◆ **What is being asked**: Pull every line that holds the word "dark" from the entries.

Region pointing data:
----------------

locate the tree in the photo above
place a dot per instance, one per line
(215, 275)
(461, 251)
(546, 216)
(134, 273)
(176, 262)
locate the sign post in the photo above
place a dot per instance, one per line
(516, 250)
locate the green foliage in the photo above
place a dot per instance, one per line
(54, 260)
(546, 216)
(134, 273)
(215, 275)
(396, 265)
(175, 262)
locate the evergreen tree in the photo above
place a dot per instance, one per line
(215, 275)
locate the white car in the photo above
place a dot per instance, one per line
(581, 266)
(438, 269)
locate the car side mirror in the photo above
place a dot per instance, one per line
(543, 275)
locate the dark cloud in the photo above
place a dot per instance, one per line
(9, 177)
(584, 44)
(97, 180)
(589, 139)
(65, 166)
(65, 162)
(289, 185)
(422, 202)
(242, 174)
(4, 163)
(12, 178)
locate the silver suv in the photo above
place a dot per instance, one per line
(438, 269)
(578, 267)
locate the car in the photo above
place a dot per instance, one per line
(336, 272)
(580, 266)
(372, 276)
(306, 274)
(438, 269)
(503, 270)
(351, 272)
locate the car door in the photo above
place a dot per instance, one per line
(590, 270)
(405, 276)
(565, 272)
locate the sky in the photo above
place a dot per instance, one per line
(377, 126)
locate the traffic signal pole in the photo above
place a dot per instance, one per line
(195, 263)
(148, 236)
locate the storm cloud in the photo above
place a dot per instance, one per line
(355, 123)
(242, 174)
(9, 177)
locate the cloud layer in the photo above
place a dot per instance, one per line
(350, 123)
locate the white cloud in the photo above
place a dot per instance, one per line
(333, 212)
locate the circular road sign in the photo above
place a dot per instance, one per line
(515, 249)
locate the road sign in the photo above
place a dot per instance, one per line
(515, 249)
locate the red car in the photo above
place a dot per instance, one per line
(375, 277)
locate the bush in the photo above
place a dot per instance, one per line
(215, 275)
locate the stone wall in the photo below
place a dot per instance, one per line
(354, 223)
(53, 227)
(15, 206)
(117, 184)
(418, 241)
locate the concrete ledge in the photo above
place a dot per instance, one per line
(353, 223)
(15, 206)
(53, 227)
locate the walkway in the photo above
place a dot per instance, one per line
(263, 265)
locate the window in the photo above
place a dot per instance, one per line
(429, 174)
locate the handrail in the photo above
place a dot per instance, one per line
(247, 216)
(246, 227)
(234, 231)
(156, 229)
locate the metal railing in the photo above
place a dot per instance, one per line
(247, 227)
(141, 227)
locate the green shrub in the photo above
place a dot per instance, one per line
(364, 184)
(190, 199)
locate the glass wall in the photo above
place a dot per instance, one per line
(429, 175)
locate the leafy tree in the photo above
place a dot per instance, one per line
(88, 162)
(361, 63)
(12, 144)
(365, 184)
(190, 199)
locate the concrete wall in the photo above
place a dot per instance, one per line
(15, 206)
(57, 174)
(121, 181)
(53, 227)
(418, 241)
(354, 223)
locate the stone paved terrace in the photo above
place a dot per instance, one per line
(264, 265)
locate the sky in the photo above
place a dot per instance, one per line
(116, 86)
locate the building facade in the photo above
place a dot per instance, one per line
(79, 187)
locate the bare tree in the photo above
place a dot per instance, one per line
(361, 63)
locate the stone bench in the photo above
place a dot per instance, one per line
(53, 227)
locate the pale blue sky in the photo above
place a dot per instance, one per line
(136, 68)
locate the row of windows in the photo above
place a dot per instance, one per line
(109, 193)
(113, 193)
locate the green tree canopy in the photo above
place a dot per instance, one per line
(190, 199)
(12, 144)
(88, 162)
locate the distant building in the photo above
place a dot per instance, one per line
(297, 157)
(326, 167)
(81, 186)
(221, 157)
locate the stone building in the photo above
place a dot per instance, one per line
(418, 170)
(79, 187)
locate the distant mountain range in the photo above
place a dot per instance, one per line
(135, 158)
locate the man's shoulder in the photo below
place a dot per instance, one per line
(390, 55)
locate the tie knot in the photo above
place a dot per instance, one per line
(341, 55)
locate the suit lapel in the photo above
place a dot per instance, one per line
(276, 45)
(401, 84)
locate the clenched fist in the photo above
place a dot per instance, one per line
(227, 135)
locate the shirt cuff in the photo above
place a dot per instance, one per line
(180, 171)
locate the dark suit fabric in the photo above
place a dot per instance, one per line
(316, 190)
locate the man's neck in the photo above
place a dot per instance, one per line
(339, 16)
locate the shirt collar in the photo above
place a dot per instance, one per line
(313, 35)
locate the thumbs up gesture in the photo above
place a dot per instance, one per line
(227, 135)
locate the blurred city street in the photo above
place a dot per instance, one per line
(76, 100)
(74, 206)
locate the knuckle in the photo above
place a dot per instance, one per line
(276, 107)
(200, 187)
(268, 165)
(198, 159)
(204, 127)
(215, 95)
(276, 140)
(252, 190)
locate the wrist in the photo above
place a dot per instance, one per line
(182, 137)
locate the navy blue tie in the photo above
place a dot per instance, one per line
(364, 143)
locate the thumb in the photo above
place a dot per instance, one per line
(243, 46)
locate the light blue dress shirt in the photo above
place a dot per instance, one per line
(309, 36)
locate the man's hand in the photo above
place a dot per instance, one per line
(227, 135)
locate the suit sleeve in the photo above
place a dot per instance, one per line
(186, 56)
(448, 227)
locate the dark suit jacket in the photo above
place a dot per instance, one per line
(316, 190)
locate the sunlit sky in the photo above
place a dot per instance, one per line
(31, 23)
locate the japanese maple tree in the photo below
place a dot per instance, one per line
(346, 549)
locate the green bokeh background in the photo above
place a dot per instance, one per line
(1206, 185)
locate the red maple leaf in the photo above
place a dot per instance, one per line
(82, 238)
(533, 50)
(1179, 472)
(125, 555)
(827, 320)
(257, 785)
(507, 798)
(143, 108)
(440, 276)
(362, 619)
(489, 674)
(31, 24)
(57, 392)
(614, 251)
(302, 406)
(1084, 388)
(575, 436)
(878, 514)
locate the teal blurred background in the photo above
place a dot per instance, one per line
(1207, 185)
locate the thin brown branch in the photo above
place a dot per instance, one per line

----------------

◆ **Result**:
locate the dark cloud in the photo above
locate the dark suit fabric in the photo above
locate the dark suit jacket in the photo above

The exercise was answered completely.